§ Task directions
Retype the entire passage about total float and activity calendars below, word for word.

§ Passage provided
——

The answers to both your questions comes down to activity calendars.  The Total Float of each activity (i.e. LF-EF) is computed according to its own calendar.  If the driving logical path to project completion (i.e. the Longest Path) runs through activities with different calendars, then total float MAY not be the same.  (Consider the simple example of a 7-day activity finishing on Friday driving a 5-day activity starting Monday.  The 7-day activity sees 2 days of float even though it is on the driving path.)

If you have introduced seasonal or daily weather calendars, shift calendars, curing calendars, etc. then you may see wide variations in total float along the "Critical Path" and any other logical paths.  This is why the Longest Path alogorithm exists in P6.

——

§ Data block
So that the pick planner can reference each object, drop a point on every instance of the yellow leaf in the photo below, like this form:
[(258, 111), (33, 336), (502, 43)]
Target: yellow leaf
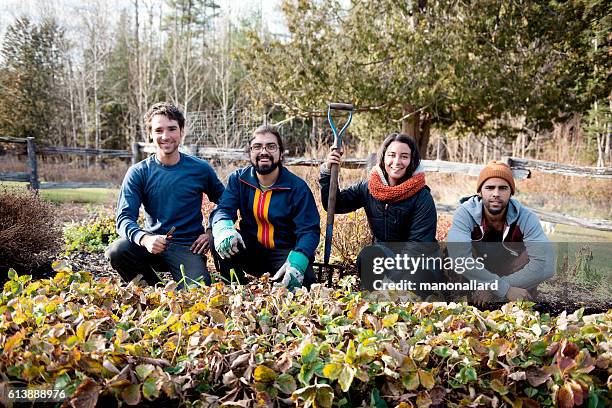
[(420, 352), (187, 317), (424, 400), (411, 381), (14, 341), (264, 374), (216, 316), (390, 320), (218, 301), (177, 327), (427, 380), (332, 370)]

——

§ Result of this exercise
The answers to both your questions comes down to activity calendars.  The Total Float of each activity (i.e. LF-EF) is computed according to its own calendar.  If the driving logical path to project completion (i.e. the Longest Path) runs through activities with different calendars, then total float MAY not be the same.  (Consider the simple example of a 7-day activity finishing on Friday driving a 5-day activity starting Monday.  The 7-day activity sees 2 days of float even though it is on the driving path.)

If you have introduced seasonal or daily weather calendars, shift calendars, curing calendars, etc. then you may see wide variations in total float along the "Critical Path" and any other logical paths.  This is why the Longest Path alogorithm exists in P6.